* TEXT *
########################################

We were working on the React App (build using Create React App) and bundling the same with Webpack. Initially, the app size was smaller with less than 30 components and things were going pretty well. But working over a year, components are increased to more than 100. And suddenly things started slowing down! The bundle size is increased tremendously and the app started getting slower. So we needed help here and React Loadable.
React Loadable is a small library that makes component-centric code splitting incredibly easy in ReactJS.
Loadable is a higher-order component (In React terms, higher-order component is a function which creates another component) which lets you dynamically load any module before rendering it into your app.
Code-splitting is the process of splitting the large webpack bundle into multiple smaller bundle(chunks) of the app.
Consider the following structure of the web app.
- Sub component A1
- Sub component A2
- Sub component A3
- Sub component B1
- Sub component B2
- Sub component C1
- Sub component C2
Webpack will load all the components together in one main.js file. We want the components to be loaded in smaller bundles (chunks). Let’s see the following comparison.

########################################

* DATASET EXCERPT *
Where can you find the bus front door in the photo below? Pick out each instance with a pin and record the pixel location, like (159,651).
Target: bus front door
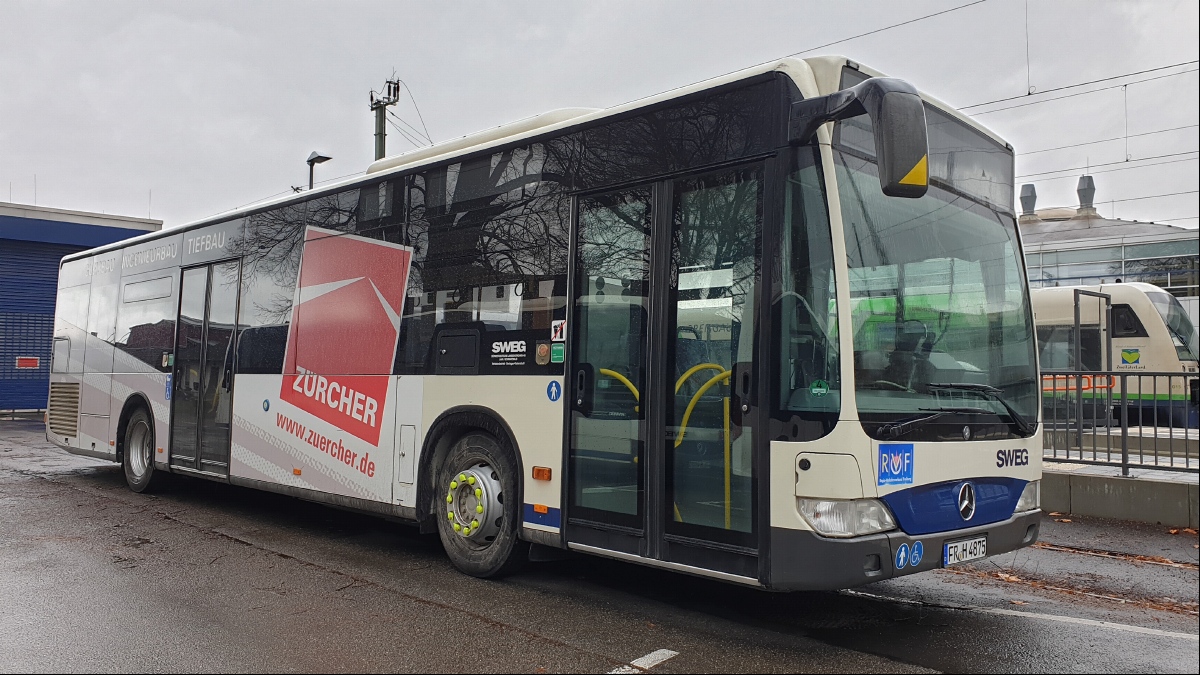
(202,381)
(661,375)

########################################

* WRITTEN REQUEST 1 *
In the React Loadable text, how many components did the app grow to after more than a year of work?
* WRITTEN REQUEST 2 *
Write out the React Loadable text from "Loadable is a higher-order" to "of the app.".

* CORRECT ANSWER 1 *
More than 100 components.

* CORRECT ANSWER 2 *
Loadable is a higher-order component (In React terms, higher-order component is a function which creates another component) which lets you dynamically load any module before rendering it into your app.
Code-splitting is the process of splitting the large webpack bundle into multiple smaller bundle(chunks) of the app.